* [Stated goal a]: State how many lines in the rows below contain the word "flower". Case counts, and the reply should be the number alone.

“Not everything has been bad,” says Yulieth Villa, a former combatant of the defunct FARC guerrillas, talking about what the reincorporation process has meant for her, a woman who was in the armed struggle for more than 10 years. “As people, we have had opportunities: to form a home, to have a new life, to be close to our children. In a way, it has been positive for us,” she adds.
But her vision of this transition from life in arms to legitimacy becomes critical when she delves into her reflections and contrasts her past in the war with the present, currently her life is spent in El Oso, a Territorial Training and Reincorporation Space (ETCR) located in the municipality of Planadas, region of Tolima, one of the 24 spaces that exist in the country to strengthen the process of comprehensive reintegration into civilian life of at least 3,000 former guerrillas who still remain in them.
“Sometimes we think about whether or not we wasted our time in the organization (the FARC),” says the ex-combatant. “There were many days in which lives were lost, a lot of blood was shed, and when we look at how we are now we don’t find answers. We were risking our lives for a change, then they come and make a peace agreement up and instead of advancing, we went backwards”.
To justify her assessment, she invokes the figure of Pedro Antonio Marin, known as ‘Manuel Marulanda Velez’, one of the founders of the former FARC guerrillas: “The struggle of comrade Manuel was for schools, roads, a health centers. And one looks at the needs and they are still the same: there is a lack of schools, roads, health centers”.
Fredy Escobar Moncada, a university-educated ex-combatant who currently carries out academic activities in one of the country’s main cities, attaches significant value to the demobilization and disarmament of ex-combatants, presenting them as one of the main achievements of the Peace Accord.
“Beyond the political project, beyond the aspirations they may have as an organization, and now as a political party, the truth is that in Colombia, these people are already thinking about something other than the armed struggle”, he highlights and adds that this decision contributes “to a different society, to a peaceful society; it also contributes to what we could begin to call coexistence, harmony, tolerance, respect for differences, for political opposition; and they are no longer placing victims in this conflict”.

* [Dataset records]:

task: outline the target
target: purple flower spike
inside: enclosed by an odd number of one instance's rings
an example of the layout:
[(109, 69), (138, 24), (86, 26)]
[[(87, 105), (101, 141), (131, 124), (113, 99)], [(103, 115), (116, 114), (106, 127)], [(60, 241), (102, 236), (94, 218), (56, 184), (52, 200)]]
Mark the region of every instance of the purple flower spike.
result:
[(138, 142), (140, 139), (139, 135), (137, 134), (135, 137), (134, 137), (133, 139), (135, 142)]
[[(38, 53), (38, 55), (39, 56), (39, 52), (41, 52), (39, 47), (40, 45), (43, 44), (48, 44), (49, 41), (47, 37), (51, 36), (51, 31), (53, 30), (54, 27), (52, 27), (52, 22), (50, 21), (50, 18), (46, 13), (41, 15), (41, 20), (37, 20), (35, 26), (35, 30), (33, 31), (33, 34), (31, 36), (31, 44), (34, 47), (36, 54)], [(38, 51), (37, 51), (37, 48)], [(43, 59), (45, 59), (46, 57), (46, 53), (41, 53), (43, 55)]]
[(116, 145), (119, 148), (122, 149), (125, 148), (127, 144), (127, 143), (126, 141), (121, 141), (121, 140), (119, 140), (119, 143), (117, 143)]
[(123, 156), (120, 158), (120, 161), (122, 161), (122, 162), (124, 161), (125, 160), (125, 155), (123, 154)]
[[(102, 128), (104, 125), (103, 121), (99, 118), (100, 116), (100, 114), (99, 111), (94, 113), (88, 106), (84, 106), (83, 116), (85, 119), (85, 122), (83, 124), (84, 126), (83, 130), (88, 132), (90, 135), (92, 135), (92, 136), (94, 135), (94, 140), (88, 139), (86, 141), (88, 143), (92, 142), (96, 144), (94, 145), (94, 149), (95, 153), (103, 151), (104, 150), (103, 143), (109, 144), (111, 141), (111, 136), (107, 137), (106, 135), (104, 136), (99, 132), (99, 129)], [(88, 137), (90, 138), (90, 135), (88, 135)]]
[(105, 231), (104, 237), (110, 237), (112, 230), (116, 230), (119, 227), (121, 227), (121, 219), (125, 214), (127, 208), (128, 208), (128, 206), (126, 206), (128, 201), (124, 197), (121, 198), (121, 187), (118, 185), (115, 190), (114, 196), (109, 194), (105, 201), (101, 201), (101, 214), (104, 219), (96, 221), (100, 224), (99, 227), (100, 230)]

--

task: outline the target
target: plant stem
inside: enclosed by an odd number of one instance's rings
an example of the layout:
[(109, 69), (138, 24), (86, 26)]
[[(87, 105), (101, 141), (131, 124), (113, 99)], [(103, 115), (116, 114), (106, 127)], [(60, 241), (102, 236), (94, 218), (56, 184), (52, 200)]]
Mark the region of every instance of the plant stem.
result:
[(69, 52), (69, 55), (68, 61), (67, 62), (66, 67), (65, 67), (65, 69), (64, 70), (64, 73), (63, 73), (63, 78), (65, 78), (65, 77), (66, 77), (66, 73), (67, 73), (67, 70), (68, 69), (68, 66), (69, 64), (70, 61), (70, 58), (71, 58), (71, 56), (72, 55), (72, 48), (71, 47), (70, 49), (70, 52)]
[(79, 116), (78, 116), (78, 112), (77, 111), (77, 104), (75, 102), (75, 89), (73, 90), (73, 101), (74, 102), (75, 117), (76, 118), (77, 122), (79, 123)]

* [Stated goal b]: Carry on the text above about former FARC fighters returning to civilian life, starting after its last sentence.

* [Written response a]: 2

* [Written response b]:
But when contrasted with the reality of the men and women who began the path to legitimacy under the Peace Agreement, Escobar’s vision also becomes critical and calls attention to the vision of the State in this process: “The Peace Agreement was stipulated as collective reincorporation and in any case the State continues with individual reincorporation”.
And what are the consequences of this state policy? For Escobar, a reincorporation with an individual approach “clashes politically, ideologically, economically and socially with a collective reincorporation, because the former depoliticizes, de-ideologizes, individualizes, and finally the objective seems to be dispersion and not continuity, for example, of an integrated community”.
The other side of the coin is exposed by the Agency for Reincorporation and Normalization (ARN), the state entity responsible for the reincorporation process of those men and women who laid down their arms under the Peace Agreement, under the policy of Peace with Legality, promoted by the national government.
According to the ARN, 14,708 people belonging to the former FARC were demobilized, of which 12,925 are in the reincorporation process. And according to the Council for Stabilization and Consolidation, 3,661 productive projects have been approved to date, of which 101 are collective and 3,560 are individual, for a total value of 75,264 million pesos, involving 7,822 people in reincorporation, thus reaching 60.5 percent of the reincorporated ex-combatants.
Five years after the beginning of the reincorporation of ex-combatants into legal life, there are contrasting views and their interpretation depends on the lens through which this process is viewed. On the side of the beneficiaries, there is recognition of achievements accompanied by criticism; and on the side of the State, there are figures that contradict them.
From the territories
Carlos Grajales went from having a rifle slung over his shoulder to presiding over La Roja craft brewery, one of the most recognized productive projects of the reincorporated who´s idea emerged in 2017 in the ETCR set up in the municipality of Icononzo, region of Tolima, as a response, according to him, to the national government’s failure to comply with the Agreement in the financing of viable productive projects for ex-combatants.
However, the process of setting up and developing this brewing initiative has not been easy. At the beginning, they were faced with the regulations required by the Food and Drug Surveillance Institute (Invima) to grant them the sanitary registration, including having a production plant, and with the planning rules that applied to the ETCR of Icononzo.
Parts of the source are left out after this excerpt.